> _Given records_:
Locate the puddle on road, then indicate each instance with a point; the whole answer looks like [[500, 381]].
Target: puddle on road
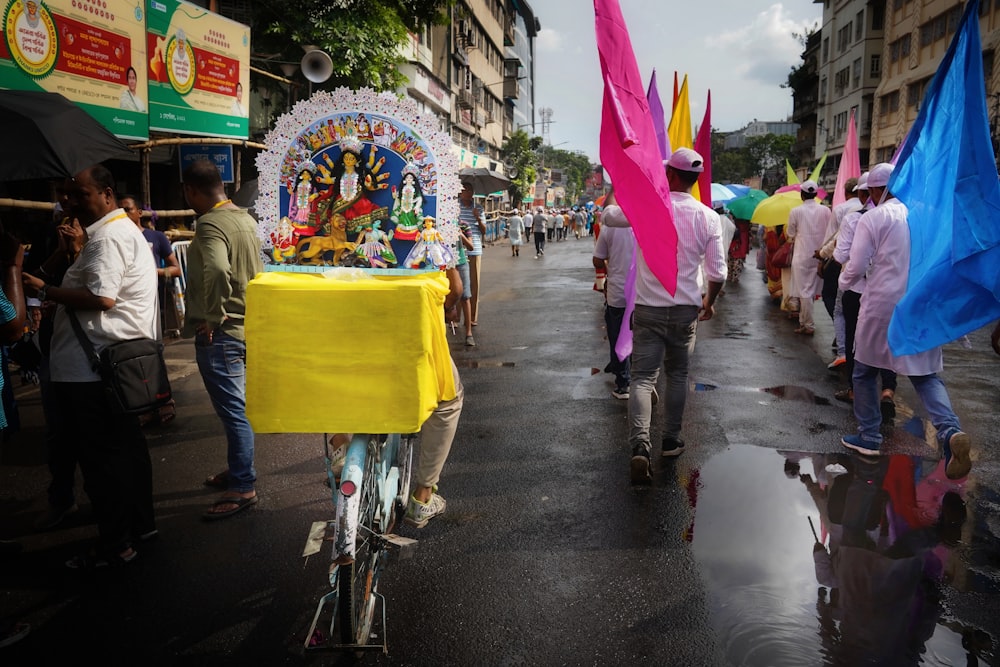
[[895, 540], [471, 363]]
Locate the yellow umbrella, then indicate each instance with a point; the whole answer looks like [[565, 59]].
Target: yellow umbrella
[[774, 210]]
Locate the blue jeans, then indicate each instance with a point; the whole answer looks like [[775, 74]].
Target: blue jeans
[[929, 388], [659, 335], [222, 364]]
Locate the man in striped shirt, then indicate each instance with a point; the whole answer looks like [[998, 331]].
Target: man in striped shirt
[[664, 325]]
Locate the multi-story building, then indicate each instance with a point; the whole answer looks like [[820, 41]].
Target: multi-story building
[[850, 68], [759, 128], [917, 34], [485, 61]]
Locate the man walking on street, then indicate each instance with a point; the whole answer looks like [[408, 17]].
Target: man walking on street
[[111, 290], [223, 257], [538, 224], [807, 226], [664, 326], [613, 255], [881, 251]]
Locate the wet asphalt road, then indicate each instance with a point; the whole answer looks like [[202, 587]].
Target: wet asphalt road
[[546, 555]]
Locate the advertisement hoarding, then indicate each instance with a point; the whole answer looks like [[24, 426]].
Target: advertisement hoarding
[[90, 51], [198, 70]]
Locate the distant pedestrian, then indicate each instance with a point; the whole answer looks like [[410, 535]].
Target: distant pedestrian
[[538, 225], [515, 232], [470, 218], [613, 254], [806, 229], [881, 251]]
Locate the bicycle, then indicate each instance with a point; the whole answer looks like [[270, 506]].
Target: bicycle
[[370, 493]]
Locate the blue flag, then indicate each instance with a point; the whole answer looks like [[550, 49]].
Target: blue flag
[[947, 177]]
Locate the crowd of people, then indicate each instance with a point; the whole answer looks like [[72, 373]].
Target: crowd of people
[[854, 256]]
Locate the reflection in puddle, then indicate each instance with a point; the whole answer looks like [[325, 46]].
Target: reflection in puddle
[[471, 363], [894, 538], [794, 393]]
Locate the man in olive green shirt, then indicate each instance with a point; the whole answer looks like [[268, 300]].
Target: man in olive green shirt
[[224, 256]]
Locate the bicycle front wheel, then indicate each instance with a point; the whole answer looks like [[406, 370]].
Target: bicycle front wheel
[[358, 580]]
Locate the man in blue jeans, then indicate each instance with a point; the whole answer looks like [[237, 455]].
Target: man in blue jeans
[[223, 257], [880, 251], [664, 324]]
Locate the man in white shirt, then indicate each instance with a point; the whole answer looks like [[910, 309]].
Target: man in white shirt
[[663, 325], [881, 252], [111, 289], [806, 229], [613, 255]]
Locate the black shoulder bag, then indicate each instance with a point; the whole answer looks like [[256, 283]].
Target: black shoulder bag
[[133, 371]]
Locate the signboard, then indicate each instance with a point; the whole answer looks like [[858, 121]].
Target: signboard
[[198, 69], [221, 155], [90, 51]]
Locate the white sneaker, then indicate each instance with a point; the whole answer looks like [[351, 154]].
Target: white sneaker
[[418, 513]]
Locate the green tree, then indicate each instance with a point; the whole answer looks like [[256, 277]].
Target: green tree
[[768, 152], [362, 37], [521, 152]]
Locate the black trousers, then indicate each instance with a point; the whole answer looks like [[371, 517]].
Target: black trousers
[[114, 459]]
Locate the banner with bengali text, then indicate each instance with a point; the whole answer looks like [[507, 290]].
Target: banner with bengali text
[[90, 51], [198, 68]]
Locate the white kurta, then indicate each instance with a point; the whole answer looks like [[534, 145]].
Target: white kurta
[[807, 228], [882, 245]]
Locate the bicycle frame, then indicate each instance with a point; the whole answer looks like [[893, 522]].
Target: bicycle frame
[[365, 500]]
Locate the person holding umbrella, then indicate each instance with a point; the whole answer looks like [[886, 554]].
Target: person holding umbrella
[[807, 230]]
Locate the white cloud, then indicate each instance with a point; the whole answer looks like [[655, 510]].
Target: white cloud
[[548, 40], [766, 48]]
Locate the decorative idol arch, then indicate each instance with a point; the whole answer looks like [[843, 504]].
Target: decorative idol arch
[[358, 178]]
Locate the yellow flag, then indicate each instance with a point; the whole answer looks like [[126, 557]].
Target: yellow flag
[[679, 130], [819, 167]]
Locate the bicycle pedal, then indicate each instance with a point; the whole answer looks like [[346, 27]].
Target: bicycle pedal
[[399, 540]]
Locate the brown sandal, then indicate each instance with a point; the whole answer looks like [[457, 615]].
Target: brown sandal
[[219, 480]]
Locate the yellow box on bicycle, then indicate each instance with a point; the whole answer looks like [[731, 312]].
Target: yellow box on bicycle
[[365, 355]]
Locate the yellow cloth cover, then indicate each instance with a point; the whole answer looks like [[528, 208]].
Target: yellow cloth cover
[[331, 356]]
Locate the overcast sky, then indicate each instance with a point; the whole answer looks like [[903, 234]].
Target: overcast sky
[[741, 50]]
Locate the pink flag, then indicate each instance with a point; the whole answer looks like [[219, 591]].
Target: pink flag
[[659, 122], [629, 151], [850, 162], [703, 146]]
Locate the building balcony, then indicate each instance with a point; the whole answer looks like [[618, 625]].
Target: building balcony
[[466, 100]]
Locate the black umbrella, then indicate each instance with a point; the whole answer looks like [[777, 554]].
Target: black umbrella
[[47, 136], [484, 181]]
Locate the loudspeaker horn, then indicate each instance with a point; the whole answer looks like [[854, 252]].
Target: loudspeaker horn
[[317, 66]]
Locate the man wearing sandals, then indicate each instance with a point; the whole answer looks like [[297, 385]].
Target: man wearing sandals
[[223, 257], [881, 252], [111, 289]]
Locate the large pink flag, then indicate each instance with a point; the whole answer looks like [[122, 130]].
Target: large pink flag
[[703, 146], [628, 147], [659, 119], [850, 162]]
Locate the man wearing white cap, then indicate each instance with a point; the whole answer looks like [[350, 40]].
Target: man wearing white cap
[[881, 252], [664, 325], [807, 230]]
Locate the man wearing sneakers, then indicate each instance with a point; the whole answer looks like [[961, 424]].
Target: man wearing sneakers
[[881, 251], [664, 325], [437, 434]]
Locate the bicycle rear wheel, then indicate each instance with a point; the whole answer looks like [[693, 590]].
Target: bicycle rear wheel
[[358, 580]]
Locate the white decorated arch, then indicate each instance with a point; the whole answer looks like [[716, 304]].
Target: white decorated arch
[[312, 202]]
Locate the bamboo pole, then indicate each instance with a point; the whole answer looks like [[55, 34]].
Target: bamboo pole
[[173, 141]]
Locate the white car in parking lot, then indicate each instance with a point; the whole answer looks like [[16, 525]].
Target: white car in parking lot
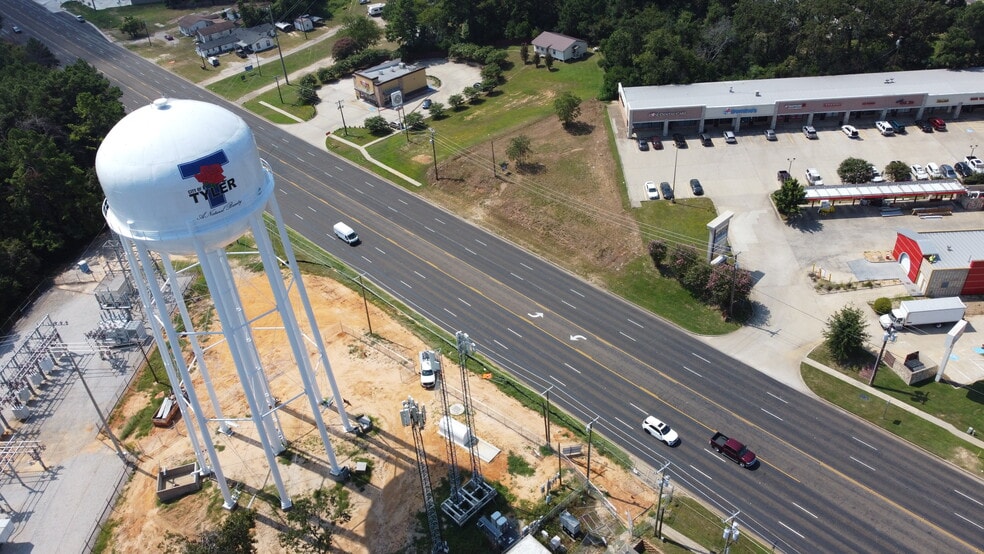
[[651, 192]]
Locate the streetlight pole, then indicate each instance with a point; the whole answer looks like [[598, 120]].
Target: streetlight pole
[[889, 335]]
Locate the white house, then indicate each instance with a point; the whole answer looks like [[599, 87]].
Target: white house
[[216, 31], [559, 47], [190, 24]]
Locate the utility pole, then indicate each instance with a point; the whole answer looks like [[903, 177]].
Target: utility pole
[[365, 303], [590, 430], [546, 413], [344, 126], [889, 335], [276, 35], [731, 532], [436, 178], [734, 277], [663, 481]]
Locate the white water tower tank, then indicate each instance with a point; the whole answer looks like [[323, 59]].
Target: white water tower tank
[[179, 173]]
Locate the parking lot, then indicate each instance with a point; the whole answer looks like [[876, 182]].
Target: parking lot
[[790, 314], [750, 164]]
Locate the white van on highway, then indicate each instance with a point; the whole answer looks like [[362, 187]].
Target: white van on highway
[[346, 233]]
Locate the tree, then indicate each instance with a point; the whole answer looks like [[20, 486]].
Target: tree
[[307, 95], [132, 26], [897, 171], [846, 333], [362, 30], [519, 149], [311, 522], [855, 170], [567, 106], [789, 198], [377, 125]]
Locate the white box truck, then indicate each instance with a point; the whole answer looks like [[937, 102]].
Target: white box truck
[[931, 311]]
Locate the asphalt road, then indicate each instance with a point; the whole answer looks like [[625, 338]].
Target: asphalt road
[[826, 482]]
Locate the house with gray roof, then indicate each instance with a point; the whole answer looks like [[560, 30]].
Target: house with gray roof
[[559, 47]]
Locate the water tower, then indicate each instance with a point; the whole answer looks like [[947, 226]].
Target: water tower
[[184, 178]]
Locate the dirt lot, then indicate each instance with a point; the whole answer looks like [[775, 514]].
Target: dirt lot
[[373, 381]]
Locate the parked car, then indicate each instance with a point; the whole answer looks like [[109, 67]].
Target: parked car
[[963, 169], [899, 128], [660, 431], [651, 191], [919, 172]]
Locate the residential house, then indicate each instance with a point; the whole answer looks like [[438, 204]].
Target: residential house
[[216, 31], [304, 23], [190, 24], [376, 84], [257, 39], [559, 47]]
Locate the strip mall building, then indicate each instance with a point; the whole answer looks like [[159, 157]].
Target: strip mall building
[[777, 103]]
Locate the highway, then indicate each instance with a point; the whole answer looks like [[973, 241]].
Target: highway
[[827, 482]]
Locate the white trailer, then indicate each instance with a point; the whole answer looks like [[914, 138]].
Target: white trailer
[[931, 311]]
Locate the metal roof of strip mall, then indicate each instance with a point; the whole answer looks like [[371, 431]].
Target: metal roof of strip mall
[[888, 190], [935, 90]]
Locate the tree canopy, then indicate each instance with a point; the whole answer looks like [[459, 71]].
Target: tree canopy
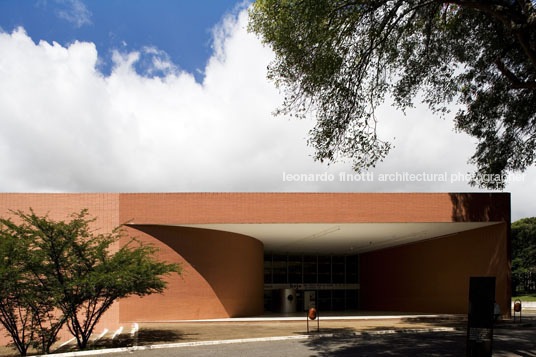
[[56, 272], [340, 59]]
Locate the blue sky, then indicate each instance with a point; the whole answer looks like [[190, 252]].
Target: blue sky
[[180, 28], [172, 96]]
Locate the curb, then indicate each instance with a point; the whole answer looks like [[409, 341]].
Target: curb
[[245, 340]]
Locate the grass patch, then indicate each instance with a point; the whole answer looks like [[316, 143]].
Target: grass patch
[[528, 297]]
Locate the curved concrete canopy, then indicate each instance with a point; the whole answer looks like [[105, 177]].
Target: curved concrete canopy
[[340, 238]]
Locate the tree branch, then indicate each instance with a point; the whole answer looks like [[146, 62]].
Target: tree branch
[[516, 82]]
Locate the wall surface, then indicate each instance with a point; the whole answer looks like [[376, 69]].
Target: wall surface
[[223, 276], [103, 206], [198, 208], [224, 272], [433, 276]]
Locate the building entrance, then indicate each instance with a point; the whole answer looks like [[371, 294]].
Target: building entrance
[[329, 283]]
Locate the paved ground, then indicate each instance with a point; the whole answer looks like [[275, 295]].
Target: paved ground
[[165, 333], [507, 342]]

> _Task statement_: Reproduce the listing word for word, starting at the line that contains "Locate the reflection" and ending at the line that contains "[[114, 459]]", with both of those lines included.

> _Response_:
Locate the reflection in puddle, then indicate each instance with a point; the whole answer looks like [[325, 46]].
Target: reflection in puddle
[[471, 363], [894, 538], [794, 393]]
Locate the man in olive green shirt, then indicate each instance with a point; the whole answer looks like [[268, 300]].
Target: man in olive green shirt
[[224, 256]]
Locate the bicycle front wheel, then indicate each instance with a point; the whole answer looks like [[406, 370]].
Target: bicycle front wheel
[[358, 580]]
Locate the man in blue jeans, then indicate each instance with a point; the whole answer looks like [[237, 455]].
Target: man in blue jeans
[[223, 257], [880, 251], [664, 324]]
Locate the man in white shirt, then indicate each instance with a point; the whole answer looks like [[910, 309]].
Target: man in white shirt
[[663, 325], [881, 252], [111, 289], [806, 229], [613, 255]]
Locate the black shoulder bag, then indicate each instance with a point; the whole answer looks like [[256, 283]].
Target: black shoulder bag
[[133, 371]]
Locate the signboard, then indicate each instance with a point; the whole answer looks like [[858, 121]].
Target: signboard
[[198, 69], [221, 155], [90, 51]]
Locate the white sneaker, then indicate each instance with a point; the whole answer looks like [[351, 154]].
Target: white sneaker
[[418, 513]]
Locate the green tree, then indicate each instance with a point; the whole answer looks like [[256, 277]].
Target: green tree
[[768, 152], [362, 37], [521, 152]]
Locate the black trousers, then indicate each instance with a point; the whole answer looks like [[371, 517]].
Target: black trousers
[[114, 459]]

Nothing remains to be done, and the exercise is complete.